## STORED RECORDS
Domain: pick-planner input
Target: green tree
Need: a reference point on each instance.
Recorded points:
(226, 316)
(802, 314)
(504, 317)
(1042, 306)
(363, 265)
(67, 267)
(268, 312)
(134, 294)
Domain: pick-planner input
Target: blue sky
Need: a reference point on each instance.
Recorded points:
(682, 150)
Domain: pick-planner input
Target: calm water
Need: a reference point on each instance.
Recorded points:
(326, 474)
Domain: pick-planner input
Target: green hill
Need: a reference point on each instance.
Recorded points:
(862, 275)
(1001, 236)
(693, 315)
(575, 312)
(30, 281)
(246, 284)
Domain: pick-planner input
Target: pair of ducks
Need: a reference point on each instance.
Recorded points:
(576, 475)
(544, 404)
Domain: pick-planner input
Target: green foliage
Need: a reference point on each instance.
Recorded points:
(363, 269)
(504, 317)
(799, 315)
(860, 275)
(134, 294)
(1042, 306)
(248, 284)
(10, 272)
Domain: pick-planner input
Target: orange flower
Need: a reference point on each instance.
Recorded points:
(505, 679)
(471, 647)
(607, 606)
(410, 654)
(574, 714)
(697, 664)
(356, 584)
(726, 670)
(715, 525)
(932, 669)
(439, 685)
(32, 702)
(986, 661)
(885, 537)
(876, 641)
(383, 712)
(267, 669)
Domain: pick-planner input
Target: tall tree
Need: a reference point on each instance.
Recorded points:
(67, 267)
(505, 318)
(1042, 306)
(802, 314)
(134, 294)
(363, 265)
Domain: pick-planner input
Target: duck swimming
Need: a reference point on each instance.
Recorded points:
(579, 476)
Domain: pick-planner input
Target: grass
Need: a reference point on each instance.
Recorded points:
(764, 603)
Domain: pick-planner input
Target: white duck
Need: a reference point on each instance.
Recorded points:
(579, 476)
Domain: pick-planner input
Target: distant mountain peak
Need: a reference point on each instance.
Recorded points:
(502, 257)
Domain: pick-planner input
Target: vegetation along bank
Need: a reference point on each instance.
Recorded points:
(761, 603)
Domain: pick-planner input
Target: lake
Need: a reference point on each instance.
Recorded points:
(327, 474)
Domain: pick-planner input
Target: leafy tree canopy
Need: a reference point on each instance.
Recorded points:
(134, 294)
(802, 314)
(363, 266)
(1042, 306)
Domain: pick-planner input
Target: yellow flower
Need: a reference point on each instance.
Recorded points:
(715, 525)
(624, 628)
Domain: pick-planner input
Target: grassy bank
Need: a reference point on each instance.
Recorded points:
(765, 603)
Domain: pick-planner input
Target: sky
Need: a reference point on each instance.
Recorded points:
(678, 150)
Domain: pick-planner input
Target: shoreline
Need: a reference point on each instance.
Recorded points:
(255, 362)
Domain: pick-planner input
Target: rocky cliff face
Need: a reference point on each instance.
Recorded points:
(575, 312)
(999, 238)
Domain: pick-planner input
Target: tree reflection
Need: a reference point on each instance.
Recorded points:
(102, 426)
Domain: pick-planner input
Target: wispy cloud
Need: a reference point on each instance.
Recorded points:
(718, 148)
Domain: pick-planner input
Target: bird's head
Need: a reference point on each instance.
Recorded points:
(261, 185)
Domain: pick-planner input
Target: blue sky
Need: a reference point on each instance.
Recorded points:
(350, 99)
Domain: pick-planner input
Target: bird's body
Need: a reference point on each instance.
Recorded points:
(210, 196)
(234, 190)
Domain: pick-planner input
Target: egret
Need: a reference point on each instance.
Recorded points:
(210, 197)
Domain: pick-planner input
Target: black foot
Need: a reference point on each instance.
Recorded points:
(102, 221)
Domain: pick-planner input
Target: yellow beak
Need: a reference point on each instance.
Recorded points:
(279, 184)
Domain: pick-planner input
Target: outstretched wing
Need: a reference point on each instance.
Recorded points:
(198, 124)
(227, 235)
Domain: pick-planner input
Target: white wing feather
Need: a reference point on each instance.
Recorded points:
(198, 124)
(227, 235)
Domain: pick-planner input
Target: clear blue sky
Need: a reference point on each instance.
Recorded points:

## GIVEN TASK
Identify every line of the material that contains the word "white" and copy each one. Case counts.

## FINISHED EXERCISE
Target: white duck
Target: white wing feather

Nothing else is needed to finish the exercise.